§ Aim of the task:
In the records below, find the line holding "x=175, y=325" and the line holding "Report the location of each instance of the balcony". Set down both, with every line between them, exactly.

(Region pointing data)
****************************************

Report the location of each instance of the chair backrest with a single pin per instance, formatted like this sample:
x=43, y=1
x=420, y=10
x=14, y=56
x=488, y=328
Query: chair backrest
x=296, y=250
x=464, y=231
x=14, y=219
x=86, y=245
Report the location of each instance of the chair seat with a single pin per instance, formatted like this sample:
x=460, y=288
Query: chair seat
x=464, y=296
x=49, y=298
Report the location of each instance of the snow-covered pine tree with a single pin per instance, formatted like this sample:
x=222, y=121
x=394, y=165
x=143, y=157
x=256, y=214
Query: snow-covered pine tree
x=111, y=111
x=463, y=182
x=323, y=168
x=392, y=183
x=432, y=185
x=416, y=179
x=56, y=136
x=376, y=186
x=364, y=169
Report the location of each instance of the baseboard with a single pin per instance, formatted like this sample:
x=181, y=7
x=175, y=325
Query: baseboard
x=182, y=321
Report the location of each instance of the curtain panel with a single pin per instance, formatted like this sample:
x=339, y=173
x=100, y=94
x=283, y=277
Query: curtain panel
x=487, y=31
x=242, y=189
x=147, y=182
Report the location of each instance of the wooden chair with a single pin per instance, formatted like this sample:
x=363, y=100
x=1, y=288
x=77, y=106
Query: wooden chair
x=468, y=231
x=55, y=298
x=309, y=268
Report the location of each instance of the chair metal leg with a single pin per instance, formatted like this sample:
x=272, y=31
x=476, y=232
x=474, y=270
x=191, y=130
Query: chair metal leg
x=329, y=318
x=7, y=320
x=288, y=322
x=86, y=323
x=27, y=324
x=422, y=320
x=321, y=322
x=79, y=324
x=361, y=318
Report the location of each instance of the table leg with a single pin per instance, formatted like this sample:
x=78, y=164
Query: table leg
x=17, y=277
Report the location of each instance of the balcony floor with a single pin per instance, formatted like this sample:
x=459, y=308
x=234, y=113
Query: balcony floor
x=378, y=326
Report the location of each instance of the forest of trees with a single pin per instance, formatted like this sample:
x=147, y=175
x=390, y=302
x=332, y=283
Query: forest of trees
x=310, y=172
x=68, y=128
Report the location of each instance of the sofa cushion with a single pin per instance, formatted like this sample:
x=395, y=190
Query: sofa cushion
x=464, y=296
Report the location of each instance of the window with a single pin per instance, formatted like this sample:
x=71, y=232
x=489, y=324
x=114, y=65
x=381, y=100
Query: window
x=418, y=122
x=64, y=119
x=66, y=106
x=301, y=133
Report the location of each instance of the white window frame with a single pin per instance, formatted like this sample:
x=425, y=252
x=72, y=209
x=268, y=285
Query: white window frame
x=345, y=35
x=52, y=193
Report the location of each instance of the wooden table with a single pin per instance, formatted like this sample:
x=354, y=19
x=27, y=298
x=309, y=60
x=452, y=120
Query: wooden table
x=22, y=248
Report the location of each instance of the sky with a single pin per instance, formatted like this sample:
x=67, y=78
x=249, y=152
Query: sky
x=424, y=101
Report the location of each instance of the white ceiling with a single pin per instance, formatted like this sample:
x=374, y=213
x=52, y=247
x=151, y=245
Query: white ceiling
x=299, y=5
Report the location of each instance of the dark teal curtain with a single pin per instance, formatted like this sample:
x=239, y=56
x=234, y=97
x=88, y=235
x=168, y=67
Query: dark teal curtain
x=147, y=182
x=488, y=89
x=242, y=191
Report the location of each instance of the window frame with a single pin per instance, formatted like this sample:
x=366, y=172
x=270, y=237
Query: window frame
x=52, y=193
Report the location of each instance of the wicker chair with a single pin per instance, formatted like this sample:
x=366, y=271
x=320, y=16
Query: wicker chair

****************************************

§ Written response:
x=175, y=325
Query: baseboard
x=182, y=321
Report the location of each instance of the curtain panel with a single pin per instance, formatted like this sample:
x=339, y=173
x=100, y=94
x=283, y=277
Query: curtain panel
x=487, y=31
x=242, y=189
x=147, y=182
Report the location of each instance of the wooden chair with a single pin per instance, formatted like this sample:
x=363, y=100
x=1, y=288
x=77, y=106
Query: wooden chair
x=468, y=231
x=55, y=298
x=309, y=268
Report the location of each instance of the chair metal leg with a single pin per instance, formatted like this sample:
x=272, y=31
x=476, y=232
x=474, y=270
x=191, y=130
Query: chair metal leg
x=329, y=318
x=7, y=320
x=288, y=322
x=86, y=323
x=27, y=324
x=422, y=320
x=321, y=322
x=79, y=324
x=361, y=318
Report the location of each instance of the table leg with a single pin per instance, formatted like this sample:
x=78, y=164
Query: table leg
x=17, y=277
Report the location of each instance of the balcony floor with a single pin per instance, formatted like this sample:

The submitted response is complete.